_THE PROBLEM_: Pick out every line in the records below that contains the word "gray", and copy each of those lines. The match must be case-sensitive.

[BEGIN MATERIAL PROVIDED]

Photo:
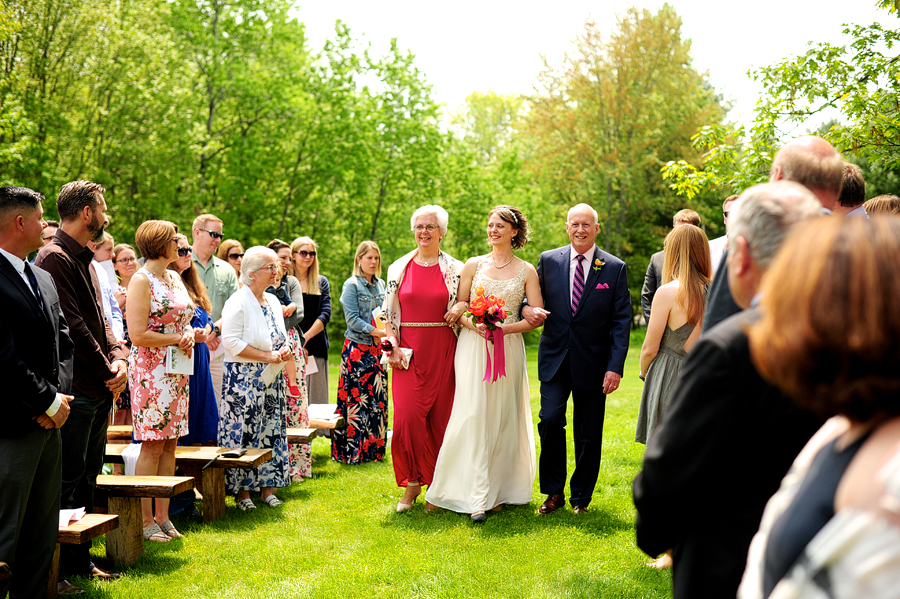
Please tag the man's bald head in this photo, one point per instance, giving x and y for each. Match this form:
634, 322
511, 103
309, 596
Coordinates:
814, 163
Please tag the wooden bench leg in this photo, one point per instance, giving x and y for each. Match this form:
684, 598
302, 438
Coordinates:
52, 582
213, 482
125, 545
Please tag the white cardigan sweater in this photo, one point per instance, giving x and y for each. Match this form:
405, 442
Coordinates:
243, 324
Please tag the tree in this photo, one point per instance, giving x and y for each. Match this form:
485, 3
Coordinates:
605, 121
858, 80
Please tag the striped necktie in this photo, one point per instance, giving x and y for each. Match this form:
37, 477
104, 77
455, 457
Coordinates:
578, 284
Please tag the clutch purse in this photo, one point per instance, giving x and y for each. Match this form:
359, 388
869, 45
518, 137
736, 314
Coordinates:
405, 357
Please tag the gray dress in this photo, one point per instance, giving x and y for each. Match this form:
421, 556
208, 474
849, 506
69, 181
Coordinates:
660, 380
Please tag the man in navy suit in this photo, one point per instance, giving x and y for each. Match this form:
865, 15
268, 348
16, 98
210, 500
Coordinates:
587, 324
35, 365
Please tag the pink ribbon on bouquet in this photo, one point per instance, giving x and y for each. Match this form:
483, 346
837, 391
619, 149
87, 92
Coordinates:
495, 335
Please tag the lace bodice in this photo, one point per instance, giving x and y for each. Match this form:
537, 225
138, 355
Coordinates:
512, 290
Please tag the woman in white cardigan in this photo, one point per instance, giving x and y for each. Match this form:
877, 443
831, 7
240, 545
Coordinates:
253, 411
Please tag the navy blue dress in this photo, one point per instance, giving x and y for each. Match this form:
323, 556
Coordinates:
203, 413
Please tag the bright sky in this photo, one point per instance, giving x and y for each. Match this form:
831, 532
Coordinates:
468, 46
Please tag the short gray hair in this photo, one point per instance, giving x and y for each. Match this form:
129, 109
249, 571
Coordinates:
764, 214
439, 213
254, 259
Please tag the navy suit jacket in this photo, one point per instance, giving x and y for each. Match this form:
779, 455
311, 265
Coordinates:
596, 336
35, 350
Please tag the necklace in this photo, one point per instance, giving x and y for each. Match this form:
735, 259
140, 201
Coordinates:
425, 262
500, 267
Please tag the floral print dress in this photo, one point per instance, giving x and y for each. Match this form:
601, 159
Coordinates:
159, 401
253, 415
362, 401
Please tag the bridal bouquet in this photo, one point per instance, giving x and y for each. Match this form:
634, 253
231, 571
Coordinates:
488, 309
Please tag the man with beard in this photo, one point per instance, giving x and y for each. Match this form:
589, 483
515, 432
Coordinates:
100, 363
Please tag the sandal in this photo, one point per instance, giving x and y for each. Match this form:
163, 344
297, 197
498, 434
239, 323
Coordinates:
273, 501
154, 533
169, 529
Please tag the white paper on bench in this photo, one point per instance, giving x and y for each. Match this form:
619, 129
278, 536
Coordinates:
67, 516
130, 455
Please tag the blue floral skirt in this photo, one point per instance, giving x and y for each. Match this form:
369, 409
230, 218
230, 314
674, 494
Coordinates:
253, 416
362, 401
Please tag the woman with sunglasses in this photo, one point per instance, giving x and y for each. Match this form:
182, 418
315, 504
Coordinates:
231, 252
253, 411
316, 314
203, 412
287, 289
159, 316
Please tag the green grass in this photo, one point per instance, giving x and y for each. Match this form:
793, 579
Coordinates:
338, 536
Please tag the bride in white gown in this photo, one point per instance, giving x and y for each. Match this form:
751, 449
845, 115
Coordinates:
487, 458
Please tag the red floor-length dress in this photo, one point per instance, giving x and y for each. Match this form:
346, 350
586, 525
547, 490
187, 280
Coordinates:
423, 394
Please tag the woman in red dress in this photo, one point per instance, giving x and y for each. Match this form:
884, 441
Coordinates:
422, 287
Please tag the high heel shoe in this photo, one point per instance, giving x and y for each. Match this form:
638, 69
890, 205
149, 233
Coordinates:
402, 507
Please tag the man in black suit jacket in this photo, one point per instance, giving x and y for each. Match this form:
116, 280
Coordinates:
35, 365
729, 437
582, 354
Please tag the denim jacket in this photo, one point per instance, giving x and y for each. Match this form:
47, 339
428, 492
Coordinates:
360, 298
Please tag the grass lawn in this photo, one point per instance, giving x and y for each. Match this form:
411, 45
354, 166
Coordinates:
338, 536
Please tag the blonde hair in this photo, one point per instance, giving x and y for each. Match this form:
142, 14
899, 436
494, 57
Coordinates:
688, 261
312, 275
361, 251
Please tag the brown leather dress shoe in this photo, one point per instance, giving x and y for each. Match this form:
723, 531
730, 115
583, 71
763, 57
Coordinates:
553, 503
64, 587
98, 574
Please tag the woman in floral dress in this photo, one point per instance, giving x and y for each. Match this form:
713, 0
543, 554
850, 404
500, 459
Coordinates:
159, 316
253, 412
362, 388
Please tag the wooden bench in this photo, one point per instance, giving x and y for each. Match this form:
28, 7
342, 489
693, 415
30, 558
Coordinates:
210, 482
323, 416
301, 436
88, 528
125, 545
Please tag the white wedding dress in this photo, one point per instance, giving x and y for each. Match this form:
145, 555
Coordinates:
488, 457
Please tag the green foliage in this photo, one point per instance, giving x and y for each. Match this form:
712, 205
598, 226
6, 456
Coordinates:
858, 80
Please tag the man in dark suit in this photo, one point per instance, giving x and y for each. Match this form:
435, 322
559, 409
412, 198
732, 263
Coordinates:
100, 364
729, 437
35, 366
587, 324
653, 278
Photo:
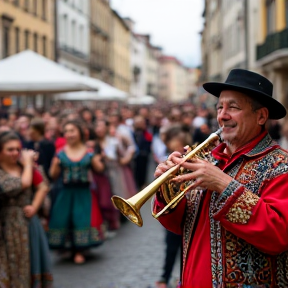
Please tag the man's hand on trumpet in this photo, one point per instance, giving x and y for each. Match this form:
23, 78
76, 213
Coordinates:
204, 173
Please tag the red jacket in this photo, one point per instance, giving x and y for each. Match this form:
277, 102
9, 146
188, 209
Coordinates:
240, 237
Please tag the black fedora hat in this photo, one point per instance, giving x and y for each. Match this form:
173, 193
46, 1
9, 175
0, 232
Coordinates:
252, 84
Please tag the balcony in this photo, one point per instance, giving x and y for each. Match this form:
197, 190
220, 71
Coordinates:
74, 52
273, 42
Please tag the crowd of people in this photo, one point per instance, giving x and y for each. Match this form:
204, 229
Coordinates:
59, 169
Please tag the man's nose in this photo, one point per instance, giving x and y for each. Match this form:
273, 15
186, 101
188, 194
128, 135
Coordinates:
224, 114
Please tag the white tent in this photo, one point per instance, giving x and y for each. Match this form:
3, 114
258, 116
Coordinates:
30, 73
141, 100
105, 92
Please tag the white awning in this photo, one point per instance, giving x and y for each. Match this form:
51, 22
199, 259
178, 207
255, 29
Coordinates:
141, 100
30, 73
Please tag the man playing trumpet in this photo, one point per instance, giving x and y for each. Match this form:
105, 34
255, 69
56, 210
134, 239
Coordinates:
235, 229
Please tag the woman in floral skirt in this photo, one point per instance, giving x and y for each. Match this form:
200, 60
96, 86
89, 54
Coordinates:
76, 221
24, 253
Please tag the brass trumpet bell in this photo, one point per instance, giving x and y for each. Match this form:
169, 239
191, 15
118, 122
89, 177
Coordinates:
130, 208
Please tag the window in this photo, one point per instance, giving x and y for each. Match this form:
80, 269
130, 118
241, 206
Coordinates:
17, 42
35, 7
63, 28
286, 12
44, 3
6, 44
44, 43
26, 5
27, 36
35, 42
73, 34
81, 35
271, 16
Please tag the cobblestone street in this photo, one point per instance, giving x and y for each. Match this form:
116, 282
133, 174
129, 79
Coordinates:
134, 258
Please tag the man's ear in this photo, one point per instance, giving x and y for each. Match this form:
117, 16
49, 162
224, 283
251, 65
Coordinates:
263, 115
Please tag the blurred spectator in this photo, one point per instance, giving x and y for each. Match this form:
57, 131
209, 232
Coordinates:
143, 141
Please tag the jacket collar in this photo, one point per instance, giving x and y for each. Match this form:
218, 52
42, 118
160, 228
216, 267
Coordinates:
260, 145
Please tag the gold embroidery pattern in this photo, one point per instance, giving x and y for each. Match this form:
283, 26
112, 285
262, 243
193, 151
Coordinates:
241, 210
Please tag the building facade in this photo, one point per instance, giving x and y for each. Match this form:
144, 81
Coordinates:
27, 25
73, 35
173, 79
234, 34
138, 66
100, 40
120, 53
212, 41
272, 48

[END MATERIAL PROVIDED]
[BEGIN MATERIAL PROVIDED]

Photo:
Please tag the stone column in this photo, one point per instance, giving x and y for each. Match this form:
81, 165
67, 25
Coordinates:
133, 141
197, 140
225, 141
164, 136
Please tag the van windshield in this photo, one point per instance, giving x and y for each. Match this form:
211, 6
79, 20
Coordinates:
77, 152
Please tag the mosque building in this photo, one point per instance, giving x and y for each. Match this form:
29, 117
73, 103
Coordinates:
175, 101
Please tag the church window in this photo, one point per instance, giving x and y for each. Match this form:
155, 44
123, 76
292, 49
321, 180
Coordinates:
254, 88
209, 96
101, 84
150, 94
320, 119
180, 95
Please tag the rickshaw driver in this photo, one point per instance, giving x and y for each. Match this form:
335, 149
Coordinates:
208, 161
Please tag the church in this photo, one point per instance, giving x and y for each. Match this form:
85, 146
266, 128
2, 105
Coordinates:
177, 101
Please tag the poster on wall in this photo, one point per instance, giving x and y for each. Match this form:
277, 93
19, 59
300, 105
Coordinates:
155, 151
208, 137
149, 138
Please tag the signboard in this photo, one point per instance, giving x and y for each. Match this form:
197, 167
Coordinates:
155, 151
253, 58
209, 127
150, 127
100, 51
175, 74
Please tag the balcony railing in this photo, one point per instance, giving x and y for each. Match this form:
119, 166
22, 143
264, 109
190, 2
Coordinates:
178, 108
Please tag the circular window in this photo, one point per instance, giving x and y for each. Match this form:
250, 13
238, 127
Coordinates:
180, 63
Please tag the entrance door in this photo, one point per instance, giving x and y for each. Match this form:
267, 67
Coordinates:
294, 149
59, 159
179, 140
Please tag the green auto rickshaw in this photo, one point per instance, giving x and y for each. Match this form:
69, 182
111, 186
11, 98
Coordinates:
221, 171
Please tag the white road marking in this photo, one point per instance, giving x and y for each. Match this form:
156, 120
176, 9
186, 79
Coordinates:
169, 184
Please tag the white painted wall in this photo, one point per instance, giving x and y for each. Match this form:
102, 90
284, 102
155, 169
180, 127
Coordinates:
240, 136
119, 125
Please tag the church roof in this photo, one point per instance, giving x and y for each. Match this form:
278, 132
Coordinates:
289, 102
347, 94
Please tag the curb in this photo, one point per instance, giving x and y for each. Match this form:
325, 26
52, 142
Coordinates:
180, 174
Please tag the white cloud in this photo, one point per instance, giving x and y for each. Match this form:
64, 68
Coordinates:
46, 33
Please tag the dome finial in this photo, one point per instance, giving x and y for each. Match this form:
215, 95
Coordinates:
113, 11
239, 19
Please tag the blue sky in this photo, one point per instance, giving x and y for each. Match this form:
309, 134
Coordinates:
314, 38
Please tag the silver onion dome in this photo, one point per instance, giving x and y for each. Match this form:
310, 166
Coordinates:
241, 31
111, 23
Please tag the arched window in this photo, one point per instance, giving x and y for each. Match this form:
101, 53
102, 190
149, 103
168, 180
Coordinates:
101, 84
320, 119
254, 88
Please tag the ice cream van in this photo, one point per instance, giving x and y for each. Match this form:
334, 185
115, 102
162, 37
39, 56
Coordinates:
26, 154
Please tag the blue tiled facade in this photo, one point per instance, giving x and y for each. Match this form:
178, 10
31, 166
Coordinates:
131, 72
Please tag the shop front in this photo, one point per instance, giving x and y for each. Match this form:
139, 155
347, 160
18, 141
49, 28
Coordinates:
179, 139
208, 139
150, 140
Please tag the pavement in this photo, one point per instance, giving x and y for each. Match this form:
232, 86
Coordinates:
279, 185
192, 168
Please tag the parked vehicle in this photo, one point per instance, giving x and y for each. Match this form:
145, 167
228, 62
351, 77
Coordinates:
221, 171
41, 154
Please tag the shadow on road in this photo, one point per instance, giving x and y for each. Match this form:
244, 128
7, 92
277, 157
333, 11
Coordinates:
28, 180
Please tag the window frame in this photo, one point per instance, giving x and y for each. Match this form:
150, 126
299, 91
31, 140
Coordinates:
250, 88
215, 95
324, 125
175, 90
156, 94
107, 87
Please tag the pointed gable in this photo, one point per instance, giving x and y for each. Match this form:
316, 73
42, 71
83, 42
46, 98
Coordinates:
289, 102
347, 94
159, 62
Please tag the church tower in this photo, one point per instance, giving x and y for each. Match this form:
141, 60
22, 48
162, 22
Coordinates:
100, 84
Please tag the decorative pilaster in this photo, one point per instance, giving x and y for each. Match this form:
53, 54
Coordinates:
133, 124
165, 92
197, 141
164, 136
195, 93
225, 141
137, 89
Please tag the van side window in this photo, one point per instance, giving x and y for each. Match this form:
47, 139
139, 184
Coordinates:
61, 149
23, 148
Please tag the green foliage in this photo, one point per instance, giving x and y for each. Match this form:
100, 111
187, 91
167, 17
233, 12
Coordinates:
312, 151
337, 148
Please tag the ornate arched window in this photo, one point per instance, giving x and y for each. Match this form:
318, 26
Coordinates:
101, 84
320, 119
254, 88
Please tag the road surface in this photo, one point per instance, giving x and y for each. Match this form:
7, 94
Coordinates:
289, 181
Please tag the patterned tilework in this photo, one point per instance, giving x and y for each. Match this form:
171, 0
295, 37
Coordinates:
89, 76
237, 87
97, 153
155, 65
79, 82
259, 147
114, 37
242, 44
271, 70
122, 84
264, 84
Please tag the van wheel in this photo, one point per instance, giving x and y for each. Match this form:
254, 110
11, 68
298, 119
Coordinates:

[END MATERIAL PROVIDED]

_EXERCISE SOLUTION_:
Please tag the gray dress in this photo, one point per instance, giving x and y for each. Match this form:
Please tag the short gray hair in this photo, one point per instance, giving x and y for each. Match this form:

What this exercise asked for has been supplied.